§ **PROVIDED PASSAGE**:
In order to assess the issue of separate versus integrated representation of musical components, studies of melody recognition have essentially focussed on three questions. First, can listeners make accurate intact pair judgments? Second, do listeners show an intact pair advantage in melody recognition? Finally, what is the effect of the "oldness" of one component on the recognition of the other? It has been argued by Serafine and colleagues (Crowder et al., 1990; Serafine et al., 1984; 1986) that the observed intact pair advantage in melody recognition and listeners' ability to make intact pair judgments provides evidence for the integrated representation of melody and lyric. Similar arguments have been made for the integrated representation of melody and rhythm (Jones & Ralston, 1991). However, these conclusions are subject to re-interpretation in light of precise definitions of what is meant by, and required for, integrated representation of musical components.

An Associative Model of Melody Recognition

The issue of separate versus integrative representation can be re-examined using an associative model of melody recognition based on the class of global matching models of verbal memory (Gillund & Shiffrin, 1984; Humphreys, Bain, & Pike, 1989; Raaijmakers & Shiffrin, 1981). In the proposed model, it is assumed that long-term memory for music contains information about specific musical components (melodies, rhythms, instrumental timbres, text as lyric, and text as label) as well as information about associations between components (pair information). For simplicity, we assume that componential and associative information are distinct in memory and can be represented as local codes. That is, there are distinct memory units for musical components and learned associations between components. Thus, during the study phase of a music recognition experiment, memory units are formed for components (e.g., a, b, c, A, B, C) and possibly for associations between pairs of components (aA, bB, and cC). At test, subjects are presented with a combination of memory cues, such as a melody paired with a label (xX), and they have to make a recognition judgment based on those cues. In the model, it is assumed that old/new decisions are based on the integration of activity over all of the memory units in response to the set of cues used to retrieve information from memory. The integrated activity over the memory units represents a global familiarity score. If the familiarity score is above a criterion value (or threshold), the model responds "old", otherwise it responds "new". Familiarity, and consequently whether the model responds old or new, is determined by the strength of the connections between the cues and the memory units.

§ **WRITTEN TASKS**:
1. In the passage on melody recognition, what does the model do when the familiarity score exceeds the criterion value?
2. Extend the passage on melody recognition, starting after its final sentence.
The records play no part in what is asked here.

§ **SUPPLIED ENTRIES**:
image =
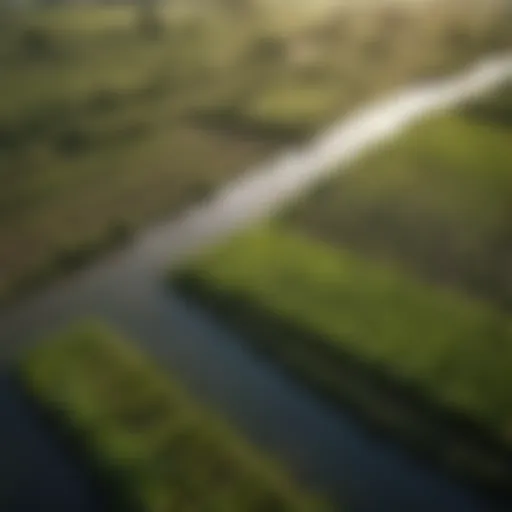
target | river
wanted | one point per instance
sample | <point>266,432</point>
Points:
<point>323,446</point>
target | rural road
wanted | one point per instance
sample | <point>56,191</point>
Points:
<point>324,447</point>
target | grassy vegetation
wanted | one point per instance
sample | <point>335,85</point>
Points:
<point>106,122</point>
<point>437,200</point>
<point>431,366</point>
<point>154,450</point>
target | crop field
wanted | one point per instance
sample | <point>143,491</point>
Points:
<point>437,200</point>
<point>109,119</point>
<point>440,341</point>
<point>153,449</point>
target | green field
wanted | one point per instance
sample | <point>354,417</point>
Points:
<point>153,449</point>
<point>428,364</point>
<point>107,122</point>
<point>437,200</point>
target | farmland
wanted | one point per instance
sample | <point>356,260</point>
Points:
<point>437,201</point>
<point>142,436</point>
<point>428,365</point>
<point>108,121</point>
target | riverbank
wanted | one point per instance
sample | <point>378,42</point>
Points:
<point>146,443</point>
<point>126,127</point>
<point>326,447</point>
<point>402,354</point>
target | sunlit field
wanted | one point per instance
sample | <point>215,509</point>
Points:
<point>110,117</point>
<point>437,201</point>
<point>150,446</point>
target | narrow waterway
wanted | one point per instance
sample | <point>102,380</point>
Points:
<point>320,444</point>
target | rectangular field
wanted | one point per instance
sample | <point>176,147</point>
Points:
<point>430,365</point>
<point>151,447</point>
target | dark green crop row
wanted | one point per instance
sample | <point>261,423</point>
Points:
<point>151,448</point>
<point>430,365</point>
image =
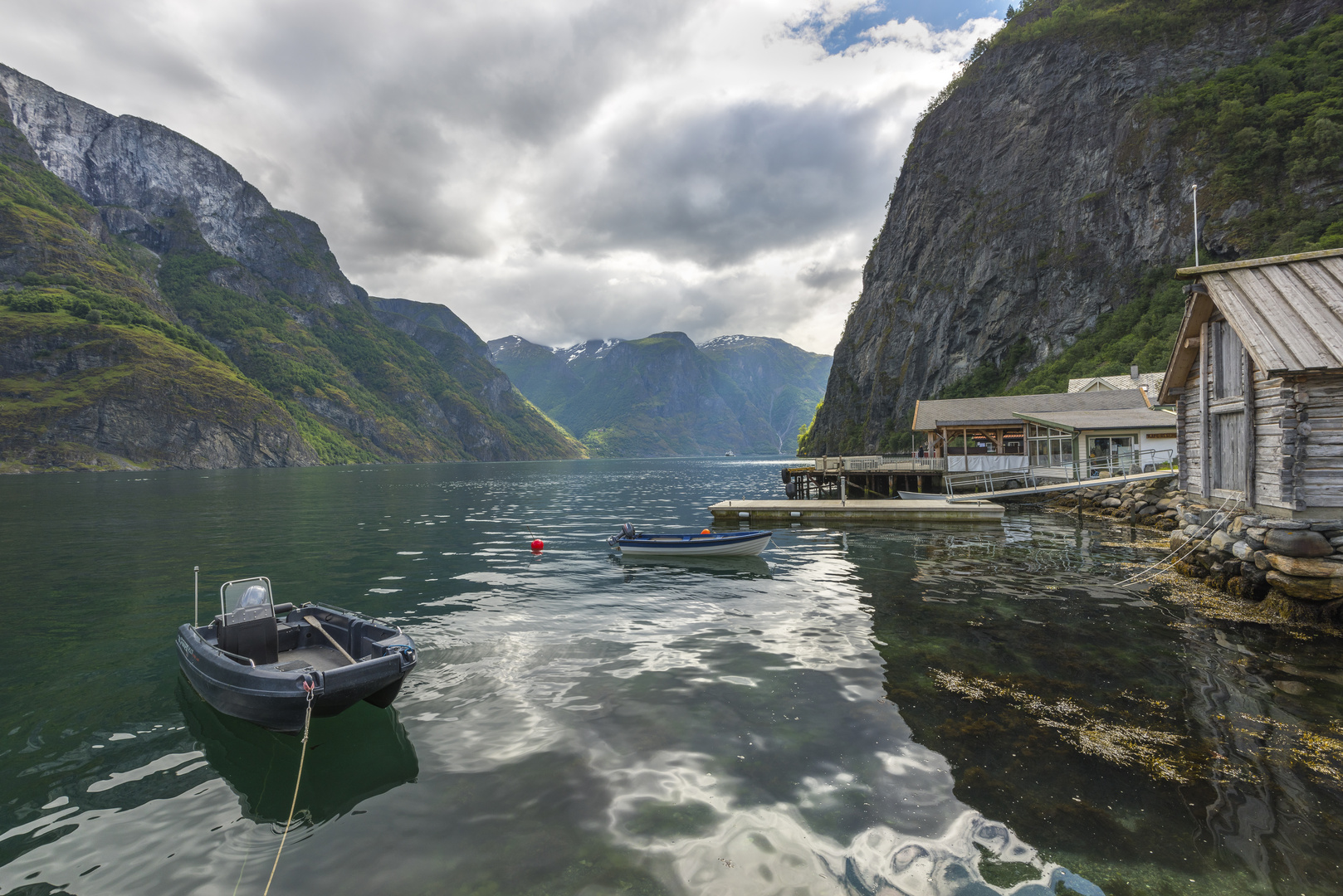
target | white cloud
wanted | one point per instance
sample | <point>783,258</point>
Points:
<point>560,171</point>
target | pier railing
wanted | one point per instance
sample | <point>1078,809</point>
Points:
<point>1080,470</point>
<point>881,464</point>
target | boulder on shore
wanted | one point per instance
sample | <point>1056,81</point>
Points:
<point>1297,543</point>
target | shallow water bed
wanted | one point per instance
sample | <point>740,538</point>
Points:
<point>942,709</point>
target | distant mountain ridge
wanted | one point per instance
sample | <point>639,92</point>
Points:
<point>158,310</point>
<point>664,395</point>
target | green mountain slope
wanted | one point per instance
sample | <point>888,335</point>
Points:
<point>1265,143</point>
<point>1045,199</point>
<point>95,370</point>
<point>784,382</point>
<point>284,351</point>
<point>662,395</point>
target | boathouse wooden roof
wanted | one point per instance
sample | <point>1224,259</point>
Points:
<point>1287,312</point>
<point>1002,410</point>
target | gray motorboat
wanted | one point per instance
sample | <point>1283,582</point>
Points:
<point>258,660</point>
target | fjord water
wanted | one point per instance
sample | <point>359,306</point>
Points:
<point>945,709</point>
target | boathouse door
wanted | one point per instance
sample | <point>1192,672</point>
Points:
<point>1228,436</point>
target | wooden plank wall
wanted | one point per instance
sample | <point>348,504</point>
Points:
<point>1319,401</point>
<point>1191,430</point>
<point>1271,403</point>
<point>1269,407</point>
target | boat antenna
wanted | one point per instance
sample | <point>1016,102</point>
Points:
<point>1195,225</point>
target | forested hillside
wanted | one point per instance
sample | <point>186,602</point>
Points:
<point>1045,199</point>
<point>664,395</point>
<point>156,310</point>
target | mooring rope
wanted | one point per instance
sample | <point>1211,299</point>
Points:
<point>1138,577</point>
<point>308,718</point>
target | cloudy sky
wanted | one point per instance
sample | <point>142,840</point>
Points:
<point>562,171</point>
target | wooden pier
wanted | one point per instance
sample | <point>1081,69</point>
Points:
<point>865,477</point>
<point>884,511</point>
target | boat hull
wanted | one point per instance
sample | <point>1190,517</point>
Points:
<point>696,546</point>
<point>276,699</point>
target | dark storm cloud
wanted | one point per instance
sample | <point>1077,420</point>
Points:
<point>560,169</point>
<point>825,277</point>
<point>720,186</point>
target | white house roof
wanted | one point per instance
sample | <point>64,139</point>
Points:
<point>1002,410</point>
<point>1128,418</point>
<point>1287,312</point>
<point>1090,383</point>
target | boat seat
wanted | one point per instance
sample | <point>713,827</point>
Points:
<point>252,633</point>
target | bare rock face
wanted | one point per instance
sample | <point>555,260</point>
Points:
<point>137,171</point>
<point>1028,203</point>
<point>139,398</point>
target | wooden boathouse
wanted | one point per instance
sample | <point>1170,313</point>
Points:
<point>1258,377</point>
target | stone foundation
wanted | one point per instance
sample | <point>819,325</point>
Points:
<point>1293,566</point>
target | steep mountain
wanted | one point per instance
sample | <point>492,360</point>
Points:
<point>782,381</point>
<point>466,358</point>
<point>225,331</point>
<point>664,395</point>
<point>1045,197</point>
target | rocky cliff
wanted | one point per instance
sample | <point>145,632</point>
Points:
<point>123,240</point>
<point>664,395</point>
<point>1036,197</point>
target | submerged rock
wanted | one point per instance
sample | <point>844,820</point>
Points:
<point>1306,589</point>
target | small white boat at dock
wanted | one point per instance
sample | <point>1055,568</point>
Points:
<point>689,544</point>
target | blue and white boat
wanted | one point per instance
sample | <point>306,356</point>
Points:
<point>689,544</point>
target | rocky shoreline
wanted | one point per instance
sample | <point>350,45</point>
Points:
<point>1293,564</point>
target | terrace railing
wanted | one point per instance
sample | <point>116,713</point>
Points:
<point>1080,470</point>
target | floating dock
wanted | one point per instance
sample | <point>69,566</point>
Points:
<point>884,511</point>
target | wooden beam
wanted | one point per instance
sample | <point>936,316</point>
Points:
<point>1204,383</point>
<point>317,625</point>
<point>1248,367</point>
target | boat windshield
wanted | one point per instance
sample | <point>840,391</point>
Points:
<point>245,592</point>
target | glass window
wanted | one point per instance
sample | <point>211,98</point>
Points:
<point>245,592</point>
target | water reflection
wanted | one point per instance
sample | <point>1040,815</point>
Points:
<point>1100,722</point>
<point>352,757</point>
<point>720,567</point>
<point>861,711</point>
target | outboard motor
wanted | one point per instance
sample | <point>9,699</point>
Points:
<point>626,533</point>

§ **ANSWERS FOR THE TASKS**:
1. It responds "old."

2.
Figure 2: Schematic diagram of a simple connectionist network depicting three types of memory representations, composite, conjunctive, and integrative.

Composite Representation

The five test conditions in the melody recognition studies can be regarded as different combinations of cues used to retrieve information from memory. One possibility is that relational information is only represented compositely. That is, memory units are formed for the separate components (a, b, c, d, A, B, C, D) but no item-to-item associations are made (aA, bB, cC, and dD). As a result, the familiarity score for the intact (aA) and rearranged (aB) pairs is the same. Since the components are stored independently, the presence of an old label increases the familiarity score independent of whether or not the melody is old or new. Thus, the effect of one component on the recognition of the other is additive and results in a bias shift. If relational information is represented compositely, then intact pair judgments should be poor, there should be no intact pair advantage in melody recognition, and the "oldness" of one component should only bias old/new judgments of the other component.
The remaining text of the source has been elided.